*Problem requirements:*
For each record that follows, write out an identical copy.

--- Data for this task Enclosed Below ---

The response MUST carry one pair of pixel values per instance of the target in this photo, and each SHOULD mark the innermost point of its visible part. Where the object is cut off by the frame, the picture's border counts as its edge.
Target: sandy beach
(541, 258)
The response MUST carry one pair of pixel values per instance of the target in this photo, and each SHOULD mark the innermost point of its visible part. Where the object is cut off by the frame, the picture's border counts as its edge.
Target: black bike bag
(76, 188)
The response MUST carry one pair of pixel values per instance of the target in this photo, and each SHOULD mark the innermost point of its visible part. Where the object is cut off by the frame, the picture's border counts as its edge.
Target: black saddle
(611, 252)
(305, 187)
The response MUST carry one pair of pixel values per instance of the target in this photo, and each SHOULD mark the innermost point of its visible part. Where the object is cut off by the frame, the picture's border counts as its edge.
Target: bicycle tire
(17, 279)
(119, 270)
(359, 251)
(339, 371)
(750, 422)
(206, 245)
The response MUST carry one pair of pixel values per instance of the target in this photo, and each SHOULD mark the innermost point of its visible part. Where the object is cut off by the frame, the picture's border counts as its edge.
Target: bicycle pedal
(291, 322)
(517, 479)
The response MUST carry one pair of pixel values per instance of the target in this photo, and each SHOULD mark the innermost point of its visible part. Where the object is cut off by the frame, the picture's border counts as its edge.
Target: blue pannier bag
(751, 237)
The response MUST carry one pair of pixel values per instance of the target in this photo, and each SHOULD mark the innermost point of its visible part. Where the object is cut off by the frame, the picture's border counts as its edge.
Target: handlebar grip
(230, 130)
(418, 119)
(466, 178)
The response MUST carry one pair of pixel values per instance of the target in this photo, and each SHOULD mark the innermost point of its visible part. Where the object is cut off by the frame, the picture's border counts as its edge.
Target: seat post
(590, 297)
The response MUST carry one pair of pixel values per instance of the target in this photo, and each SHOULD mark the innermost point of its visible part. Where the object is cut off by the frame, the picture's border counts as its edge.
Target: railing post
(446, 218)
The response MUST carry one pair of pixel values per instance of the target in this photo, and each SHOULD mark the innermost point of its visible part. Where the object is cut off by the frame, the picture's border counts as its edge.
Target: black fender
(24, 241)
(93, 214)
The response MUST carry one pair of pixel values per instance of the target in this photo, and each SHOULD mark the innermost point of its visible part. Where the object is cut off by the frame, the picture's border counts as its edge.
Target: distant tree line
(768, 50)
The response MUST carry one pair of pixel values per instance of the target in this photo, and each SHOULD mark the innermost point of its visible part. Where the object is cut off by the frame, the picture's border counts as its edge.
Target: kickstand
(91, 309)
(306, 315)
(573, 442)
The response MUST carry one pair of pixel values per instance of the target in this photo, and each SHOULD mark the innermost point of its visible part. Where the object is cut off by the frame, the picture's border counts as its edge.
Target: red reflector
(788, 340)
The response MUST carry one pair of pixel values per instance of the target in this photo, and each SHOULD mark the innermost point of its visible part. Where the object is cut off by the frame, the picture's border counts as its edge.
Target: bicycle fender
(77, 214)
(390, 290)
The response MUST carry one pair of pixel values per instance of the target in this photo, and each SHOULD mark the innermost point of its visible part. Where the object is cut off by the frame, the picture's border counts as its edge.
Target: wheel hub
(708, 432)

--- End of Enclosed Data for this task ---

*Task output:*
The response MUST carry one pair of pixel values per instance of the target in this photo, and each SHOULD mark the innermost point of its visible part. Where the object is cut off by the frame, the picture's border counts as its edge.
Target: sandy beach
(541, 258)
The response MUST carry one pair of pixel values per instance of the target in this photo, and each SHOULD mark the innermost point of its visible part. Where the object is cut off by the frame, the picture's border counts as its edge.
Target: black bike bag
(76, 188)
The response MUST carry one pair of pixel values per instance of the target in this photo, and each SHOULD mark the innermost point of its visible part. Where the object is cut off by the frame, the picture's border counts as its edge.
Target: black saddle
(611, 252)
(305, 187)
The response MUST carry one pair of pixel values per instance of the target in this photo, and each SHOULD mark the innermost point of its visible part. Where the object is cut off by the frame, the picture's border counts as its edge.
Target: bicycle tire
(17, 279)
(119, 270)
(359, 251)
(339, 371)
(750, 422)
(206, 245)
The response MUST carry one pair of pixel values per instance of the target in this photo, and each SHOULD mark the innermost point of its visible part. Where the object is cut off by the frame, the picture's border counts as its edge.
Target: bicycle pedal
(291, 322)
(517, 479)
The response MUST carry one pair of pixel values per instance of the target in this photo, and each SHOULD mark the innermost point of its visible part. Where the object is cut off by the frame, the picture's border counts as its edge.
Target: blue pannier bag
(751, 237)
The response MUST carry one pair of pixel values per instance of the target in this photo, and each SHOULD mark the innermost point of its visible part. Where the object is cut off by the frame, the picture's border counts as its edge.
Target: handlebar grip
(230, 130)
(418, 119)
(466, 178)
The response MUST carry one pair of pixel values per instance of the target in this photo, and each SHOULD mark the innermost point of its visible part. Where the object is cut off by the frame, the picture's border counts as its edge.
Target: seat post
(590, 297)
The response MUST carry one pair of pixel values per instance of the target in this photo, and each SHOULD mark the innermost point of its visible part. Where the object is cut off by the frame, the picture's border counts as its edge.
Target: railing post
(446, 218)
The response MUST carry one pair of pixel values per instance of the target in this photo, and each SHOULD mark the innermost point of its visible part. Where the object is cut off by the frame, the picture's border counts as its edge.
Target: black fender
(24, 241)
(93, 214)
The response MUST carry one pair of pixel values per instance of the target in this photo, and each SHOULD mark the innermost point of its visible part. Where the object is cut off by the frame, the picture's border counts as its edge.
Target: distant tree line
(768, 50)
The response MUST carry one pair of pixel values per instance of the target in this photo, and each SHOULD mark the innermost point of its visible part. Where the object is cut off by the frame, the picture's border counts as its edge.
Target: kickstand
(91, 309)
(306, 315)
(573, 442)
The response MUST carry one pair of pixel values per instance of the target in this photo, and each SHOULD mark the innermost point of its visible part. Where the object is cut off by the frame, the picture's border counts as its edge.
Target: red reflector
(788, 340)
The response MUST carry one pair of pixel values per instance of the target in this photo, and each SHOULD mark the innermost point of its visible part. Where the object is cut off by the frame, the picture's border counts as its edge.
Target: bicycle fender
(77, 214)
(390, 290)
The response MUST carry one pair of pixel values per instance of the target in this photo, and each SHOULD mark the innermost point of its visible part. Where the object is cut off by the frame, the picture's border counts as its edge.
Target: wheel hub
(708, 432)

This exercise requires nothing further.